_Task item 1_
According to the text on antioxidants, what are the main rivals of antioxidants?
_Task item 2_
Carry on the text about antioxidants from the point where it stops.
Start of Extract
Antioxidants have been a popular topic recently, especially during summer, when fruits and vegetables can be found on our plates more often.
We know that antioxidants can be found in fruits and vegetables, but they are not always easy to reach. Sometimes food needs to be combined wisely for maximum effect.
However, once fall comes, you don’t automatically have to reduce the intake of healthy foods rich in much-needed nutrients. Antioxidants, which are often spoken about, have various roles in our body. They will not rejuvenate us or give us wings, but they are a very important attribute to our health.
What is it really about, what are antioxidants?
To understand the story of antioxidants, it is necessary to mention free radicals, their main rivals. Free radicals are harmful compounds formed in the body over our lifetime and they damage the cells they are formed in. The amount of free radicals in the body depends on the environment in which we live and on our lifestyle. Free radicals are an unavoidable part of the metabolism and they don’t cause any problems as long as there is a balance between them and the antioxidants. If there are more free radicals, there is a problem.
All compounds that neutralize free radicals are called antioxidants. In short, antioxidants are substances that prevent oxidation, and their role in biological systems is to neutralize free radicals without becoming reactive.
Since there are so many antioxidants, you may wonder if you need to look for them specifically or if they are found everywhere, so why bother. Some antioxidants are relatively easy to identify in food – they are mainly pigments, bright colours in fruits and vegetables. As the choice of colorful fruits and vegetables is not as wide when autumn approaches, it is necessary to turn to seasonal foods, in which we can find more than enough antioxidants.
Foods that are recommended for colder days include pomegranate, ginger, nuts, red beans, prunes, garlic, apples with peel (Red Delicious and Granny Smith).
End of Extract
Start of Given entries
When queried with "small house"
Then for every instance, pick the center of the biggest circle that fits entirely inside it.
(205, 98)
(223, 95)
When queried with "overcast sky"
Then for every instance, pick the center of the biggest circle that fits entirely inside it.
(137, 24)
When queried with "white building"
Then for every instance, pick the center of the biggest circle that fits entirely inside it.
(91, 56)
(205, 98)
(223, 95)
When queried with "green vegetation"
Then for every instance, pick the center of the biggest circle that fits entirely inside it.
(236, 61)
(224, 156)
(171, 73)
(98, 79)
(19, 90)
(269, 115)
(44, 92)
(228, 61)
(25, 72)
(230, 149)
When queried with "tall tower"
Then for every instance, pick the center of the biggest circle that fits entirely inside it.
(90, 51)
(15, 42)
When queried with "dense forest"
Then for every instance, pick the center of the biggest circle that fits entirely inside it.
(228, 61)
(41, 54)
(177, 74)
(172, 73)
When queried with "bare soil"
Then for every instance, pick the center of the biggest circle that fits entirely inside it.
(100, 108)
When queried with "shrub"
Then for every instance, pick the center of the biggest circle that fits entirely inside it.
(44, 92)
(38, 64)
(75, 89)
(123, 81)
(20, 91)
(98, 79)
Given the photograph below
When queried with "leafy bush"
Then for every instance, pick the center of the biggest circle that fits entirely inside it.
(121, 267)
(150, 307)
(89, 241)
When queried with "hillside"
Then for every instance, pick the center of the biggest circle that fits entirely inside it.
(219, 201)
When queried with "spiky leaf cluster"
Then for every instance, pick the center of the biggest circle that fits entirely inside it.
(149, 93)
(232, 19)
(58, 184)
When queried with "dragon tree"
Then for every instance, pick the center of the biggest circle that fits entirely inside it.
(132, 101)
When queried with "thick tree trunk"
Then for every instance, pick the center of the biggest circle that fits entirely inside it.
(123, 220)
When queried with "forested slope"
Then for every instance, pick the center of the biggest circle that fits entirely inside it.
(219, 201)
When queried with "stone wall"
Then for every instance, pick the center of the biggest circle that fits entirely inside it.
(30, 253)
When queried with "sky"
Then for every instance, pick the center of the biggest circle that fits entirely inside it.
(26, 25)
End of Given entries
_Answer area 1_
Free radicals.

_Answer area 2_
A pomegranate, for example, has an antioxidative capacity that is 24 times stronger than that of an apple. Although they are grown on every continent, pomegranates are most widely used in Mediterranean countries, as well as Asia and Azerbaijan. Pomegranate is extremely rich in vitamin C; it also contains vitamin A, and a satisfactory fibre portion (6.7g fibre / 28g serving). This is valuable information to have in mind when the season of colds is near and vitamin C plays a crucial role. Most antioxidants from pomegranate are found in its seeds.
Research tells us that a diet rich in antioxidants may have a positive impact on reducing the risk of cancer, cardiovascular disease and Parkinson’s and Alzheimer’s disease (Source: Mayo Clinic).One could almost say that “a pomegranate a day keeps the doctor away”, because it has been proven to help with reducing the oxidation of LDL cholesterol. As a reminder, LDL is the bad cholesterol, and when it is oxidized, it presents a threat of arteriosclerosis.
If you are still suspicious of the power of antioxidants, bear in mind the fact that food rich in antioxidants generally also contains a high level of dietary fibre, low levels of saturated fatty acids and cholesterol, and it is a good source of vitamins and minerals, so it’s good for you either way.